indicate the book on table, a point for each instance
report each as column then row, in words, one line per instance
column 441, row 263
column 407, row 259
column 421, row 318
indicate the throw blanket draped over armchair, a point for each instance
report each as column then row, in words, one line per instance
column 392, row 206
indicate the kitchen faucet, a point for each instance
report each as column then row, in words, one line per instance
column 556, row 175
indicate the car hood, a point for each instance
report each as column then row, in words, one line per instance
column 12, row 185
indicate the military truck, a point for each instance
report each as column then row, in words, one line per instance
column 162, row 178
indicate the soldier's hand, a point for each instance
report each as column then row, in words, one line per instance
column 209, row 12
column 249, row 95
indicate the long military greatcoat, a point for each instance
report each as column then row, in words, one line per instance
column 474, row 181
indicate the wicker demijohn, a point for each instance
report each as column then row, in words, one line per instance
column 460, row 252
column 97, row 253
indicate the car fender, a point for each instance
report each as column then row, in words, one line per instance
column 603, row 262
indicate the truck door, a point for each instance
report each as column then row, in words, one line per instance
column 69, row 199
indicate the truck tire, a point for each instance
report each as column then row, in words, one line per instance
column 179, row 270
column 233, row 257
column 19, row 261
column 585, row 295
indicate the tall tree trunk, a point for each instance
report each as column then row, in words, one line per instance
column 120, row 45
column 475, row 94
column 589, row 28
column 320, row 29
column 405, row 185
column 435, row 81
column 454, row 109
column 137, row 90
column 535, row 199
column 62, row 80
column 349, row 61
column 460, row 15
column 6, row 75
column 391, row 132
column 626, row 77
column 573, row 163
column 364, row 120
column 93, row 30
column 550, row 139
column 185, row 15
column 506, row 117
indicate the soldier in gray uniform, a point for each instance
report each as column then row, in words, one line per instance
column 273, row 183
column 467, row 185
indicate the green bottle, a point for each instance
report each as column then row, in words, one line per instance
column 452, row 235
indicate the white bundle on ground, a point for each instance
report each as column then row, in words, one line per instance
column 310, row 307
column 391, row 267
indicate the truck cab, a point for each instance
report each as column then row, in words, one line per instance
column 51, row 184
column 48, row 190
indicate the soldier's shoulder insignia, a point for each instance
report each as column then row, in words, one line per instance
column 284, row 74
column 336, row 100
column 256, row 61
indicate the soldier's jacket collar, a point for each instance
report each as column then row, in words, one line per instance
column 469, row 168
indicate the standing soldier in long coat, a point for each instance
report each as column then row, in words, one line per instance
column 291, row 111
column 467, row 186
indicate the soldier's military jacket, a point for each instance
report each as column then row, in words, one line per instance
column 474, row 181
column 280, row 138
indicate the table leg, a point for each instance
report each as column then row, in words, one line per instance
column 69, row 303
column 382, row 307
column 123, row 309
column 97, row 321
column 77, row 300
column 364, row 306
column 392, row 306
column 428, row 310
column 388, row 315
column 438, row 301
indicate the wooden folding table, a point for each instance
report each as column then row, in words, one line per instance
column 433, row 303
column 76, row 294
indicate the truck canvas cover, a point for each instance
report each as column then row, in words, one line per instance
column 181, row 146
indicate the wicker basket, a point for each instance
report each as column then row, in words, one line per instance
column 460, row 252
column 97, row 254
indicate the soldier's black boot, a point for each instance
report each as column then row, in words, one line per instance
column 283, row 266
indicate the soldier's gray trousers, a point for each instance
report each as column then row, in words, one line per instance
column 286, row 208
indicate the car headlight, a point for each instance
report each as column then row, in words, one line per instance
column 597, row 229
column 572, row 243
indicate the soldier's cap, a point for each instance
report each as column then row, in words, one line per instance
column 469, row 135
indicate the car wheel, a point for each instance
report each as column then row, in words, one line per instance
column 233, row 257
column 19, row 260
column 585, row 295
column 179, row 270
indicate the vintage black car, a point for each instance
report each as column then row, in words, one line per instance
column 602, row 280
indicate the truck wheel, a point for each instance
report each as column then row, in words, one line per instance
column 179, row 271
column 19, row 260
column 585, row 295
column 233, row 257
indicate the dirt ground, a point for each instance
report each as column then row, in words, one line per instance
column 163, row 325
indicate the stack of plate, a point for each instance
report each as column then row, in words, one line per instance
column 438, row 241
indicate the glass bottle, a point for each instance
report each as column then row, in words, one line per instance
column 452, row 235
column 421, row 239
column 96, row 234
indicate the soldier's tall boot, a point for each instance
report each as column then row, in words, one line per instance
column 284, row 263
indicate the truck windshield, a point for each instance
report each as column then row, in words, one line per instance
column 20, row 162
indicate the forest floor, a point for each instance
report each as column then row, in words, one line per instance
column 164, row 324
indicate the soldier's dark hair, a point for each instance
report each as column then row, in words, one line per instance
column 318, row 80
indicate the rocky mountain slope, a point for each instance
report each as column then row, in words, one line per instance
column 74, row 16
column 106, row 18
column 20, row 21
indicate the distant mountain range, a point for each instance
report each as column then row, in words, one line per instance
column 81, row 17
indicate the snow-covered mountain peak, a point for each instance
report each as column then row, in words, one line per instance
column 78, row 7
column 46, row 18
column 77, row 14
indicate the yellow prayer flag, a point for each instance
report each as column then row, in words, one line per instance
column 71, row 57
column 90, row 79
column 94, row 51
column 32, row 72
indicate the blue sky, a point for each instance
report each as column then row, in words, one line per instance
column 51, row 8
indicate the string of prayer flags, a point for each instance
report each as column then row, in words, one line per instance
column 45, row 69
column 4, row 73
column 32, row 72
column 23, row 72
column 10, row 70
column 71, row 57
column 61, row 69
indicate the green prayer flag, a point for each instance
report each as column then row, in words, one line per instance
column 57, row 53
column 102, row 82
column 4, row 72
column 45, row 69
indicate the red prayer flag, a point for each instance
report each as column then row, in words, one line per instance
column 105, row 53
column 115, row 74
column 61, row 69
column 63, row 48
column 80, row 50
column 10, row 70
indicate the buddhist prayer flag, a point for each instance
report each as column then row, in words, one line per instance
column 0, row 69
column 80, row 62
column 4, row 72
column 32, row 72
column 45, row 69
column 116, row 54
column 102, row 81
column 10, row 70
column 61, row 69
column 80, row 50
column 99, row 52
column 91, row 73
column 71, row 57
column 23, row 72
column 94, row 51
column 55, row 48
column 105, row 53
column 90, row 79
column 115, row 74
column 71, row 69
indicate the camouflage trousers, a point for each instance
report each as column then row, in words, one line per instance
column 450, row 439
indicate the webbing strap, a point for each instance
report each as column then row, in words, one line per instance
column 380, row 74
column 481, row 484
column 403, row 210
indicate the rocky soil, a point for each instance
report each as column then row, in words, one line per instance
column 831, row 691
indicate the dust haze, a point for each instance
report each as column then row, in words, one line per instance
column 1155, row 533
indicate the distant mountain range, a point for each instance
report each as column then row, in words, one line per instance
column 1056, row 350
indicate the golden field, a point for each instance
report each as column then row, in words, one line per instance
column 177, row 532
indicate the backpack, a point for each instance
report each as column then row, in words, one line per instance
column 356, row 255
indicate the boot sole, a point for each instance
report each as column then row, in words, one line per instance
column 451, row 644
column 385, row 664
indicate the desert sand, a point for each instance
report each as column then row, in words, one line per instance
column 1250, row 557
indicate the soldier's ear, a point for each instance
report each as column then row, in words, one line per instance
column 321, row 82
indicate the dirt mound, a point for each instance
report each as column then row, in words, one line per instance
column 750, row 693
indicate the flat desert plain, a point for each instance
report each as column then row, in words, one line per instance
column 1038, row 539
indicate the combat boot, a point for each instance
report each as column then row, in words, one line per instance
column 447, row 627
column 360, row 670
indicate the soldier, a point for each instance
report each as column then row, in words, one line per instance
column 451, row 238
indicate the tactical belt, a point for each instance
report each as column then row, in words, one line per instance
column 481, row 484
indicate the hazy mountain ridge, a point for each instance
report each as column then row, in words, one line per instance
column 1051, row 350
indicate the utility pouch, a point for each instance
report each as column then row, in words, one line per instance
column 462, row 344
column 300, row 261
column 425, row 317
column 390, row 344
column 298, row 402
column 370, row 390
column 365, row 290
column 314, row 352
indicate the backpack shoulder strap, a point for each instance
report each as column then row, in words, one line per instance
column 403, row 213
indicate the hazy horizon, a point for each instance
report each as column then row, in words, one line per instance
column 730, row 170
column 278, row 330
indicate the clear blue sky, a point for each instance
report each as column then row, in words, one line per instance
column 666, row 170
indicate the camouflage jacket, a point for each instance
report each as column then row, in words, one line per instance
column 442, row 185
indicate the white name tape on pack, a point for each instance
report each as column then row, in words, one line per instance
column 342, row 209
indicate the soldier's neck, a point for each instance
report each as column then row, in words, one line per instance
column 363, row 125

______________________________

__TASK BRIEF__. Each line of the data that contains "trousers" belongs in the answer.

__OUTPUT OF THE TASK__.
indicate the soldier's gray trousers, a point for each instance
indicate the camouflage trousers, a point for each instance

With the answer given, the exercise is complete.